Saved entries:
☆ ☆ ☆

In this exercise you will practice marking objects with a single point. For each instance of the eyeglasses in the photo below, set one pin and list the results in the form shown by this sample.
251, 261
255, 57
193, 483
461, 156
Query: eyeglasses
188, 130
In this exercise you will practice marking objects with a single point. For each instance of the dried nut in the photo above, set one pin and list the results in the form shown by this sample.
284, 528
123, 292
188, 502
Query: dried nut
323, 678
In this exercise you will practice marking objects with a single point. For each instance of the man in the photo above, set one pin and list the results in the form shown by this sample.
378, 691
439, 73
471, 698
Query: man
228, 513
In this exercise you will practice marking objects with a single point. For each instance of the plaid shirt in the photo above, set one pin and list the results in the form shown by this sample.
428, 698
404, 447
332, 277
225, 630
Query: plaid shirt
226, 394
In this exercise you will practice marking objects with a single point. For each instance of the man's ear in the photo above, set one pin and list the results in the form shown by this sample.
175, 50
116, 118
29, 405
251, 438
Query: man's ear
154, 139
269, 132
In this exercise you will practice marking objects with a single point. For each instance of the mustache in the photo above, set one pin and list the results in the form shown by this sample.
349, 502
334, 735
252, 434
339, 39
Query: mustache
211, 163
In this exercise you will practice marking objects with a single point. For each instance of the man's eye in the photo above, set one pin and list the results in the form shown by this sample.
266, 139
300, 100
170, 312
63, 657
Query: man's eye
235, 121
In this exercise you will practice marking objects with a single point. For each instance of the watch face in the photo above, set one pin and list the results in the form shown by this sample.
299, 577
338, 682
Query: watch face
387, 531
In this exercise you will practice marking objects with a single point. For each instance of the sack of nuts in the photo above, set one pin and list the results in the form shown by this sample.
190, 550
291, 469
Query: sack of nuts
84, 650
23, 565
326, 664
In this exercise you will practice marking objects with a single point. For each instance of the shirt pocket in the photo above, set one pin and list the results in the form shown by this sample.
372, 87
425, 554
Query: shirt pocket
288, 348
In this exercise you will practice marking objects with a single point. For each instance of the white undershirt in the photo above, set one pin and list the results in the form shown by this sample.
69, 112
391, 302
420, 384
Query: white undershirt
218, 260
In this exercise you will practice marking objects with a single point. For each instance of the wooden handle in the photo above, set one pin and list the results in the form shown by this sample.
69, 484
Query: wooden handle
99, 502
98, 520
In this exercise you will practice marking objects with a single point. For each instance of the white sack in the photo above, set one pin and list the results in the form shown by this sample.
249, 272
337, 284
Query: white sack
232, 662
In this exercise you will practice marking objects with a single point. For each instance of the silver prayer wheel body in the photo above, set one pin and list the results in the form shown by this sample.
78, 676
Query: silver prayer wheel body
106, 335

☆ ☆ ☆

__Work item__
Each line of the data is to be retyped exactly.

__Completed task__
In this exercise you will practice marking objects with a single point. For each instance of the eyeglasses in the photo below, set one pin and list the results in the form shown by this sample.
251, 261
255, 57
193, 483
461, 156
Query: eyeglasses
188, 130
In this exercise you will practice marking objects with a single point. For each instance of the dried nut in the photo above, set one pin and list the results in the form shown by this sample.
284, 528
123, 292
188, 502
Query: dried nut
323, 678
In this exercise you will practice marking objects with a single point. For each instance of the man in the photo above, set one pin and list the results in the form shown by this sample.
378, 691
439, 73
471, 698
Query: man
228, 513
In this exercise you will practice marking objects with a single point. For each instance of the plaid shirt in the photo above, set one pin and list the results in the form shown by this sample.
428, 698
404, 447
332, 277
225, 630
Query: plaid shirt
226, 394
In this exercise you will practice marking objects with a single point. For each instance of the man's ear in the photo above, set one pin and list the results in the form shown by this sample.
175, 50
116, 118
29, 405
251, 438
Query: man's ear
154, 139
269, 132
In this exercise you will practice marking objects with a single point. For each instance of the mustache in the photo above, set one pin and list the results in the form shown by this sample.
349, 502
334, 735
252, 434
339, 39
Query: mustache
211, 163
In this exercise you will practice marking objects with a single point. For each instance of the man's eye in the photo above, set one pin and list the results in the form shown by this sample.
266, 139
300, 100
170, 312
63, 657
Query: man's eye
235, 121
In this exercise you will practice marking objects with a single point. For each instance of the watch face in the photo above, set one pin and list the results in the form shown by this sample.
299, 577
338, 682
Query: watch face
387, 531
In this exercise you will practice marking objects with a single point. For each instance of the sack of nuts in the photo above, set one pin and list the results in the form shown by this sample.
190, 550
291, 469
Query: sack of nuts
84, 650
23, 565
326, 664
In this exercise you will practice marking objects with a single point. For each instance of the shirt pocket in the photo above, set one pin and list the results in the form shown by this sample.
372, 87
425, 554
Query: shirt pocket
288, 348
In this exercise you will practice marking objects with a single point. For each instance of the white undershirt in the photo above, set one pin and list the results in the form shown by this sample.
69, 112
391, 302
420, 384
Query: white undershirt
218, 260
In this exercise you will practice marking objects with a single point. For each instance of the wooden handle in the photo above, set one pin and list the results in the form shown by this sample.
69, 484
Query: wooden handle
99, 502
98, 520
In this exercise you will practice marking objects with a single point. For each instance of the white sack in the photo above, set one pin and list the results in the form shown by this sample.
249, 272
337, 284
Query: white sack
232, 662
In this exercise you will practice marking objects with a single point. For each instance of the silver prayer wheel body in the photo above, set one pin and list the results in the form shown by this sample.
78, 676
Query: silver prayer wheel body
106, 335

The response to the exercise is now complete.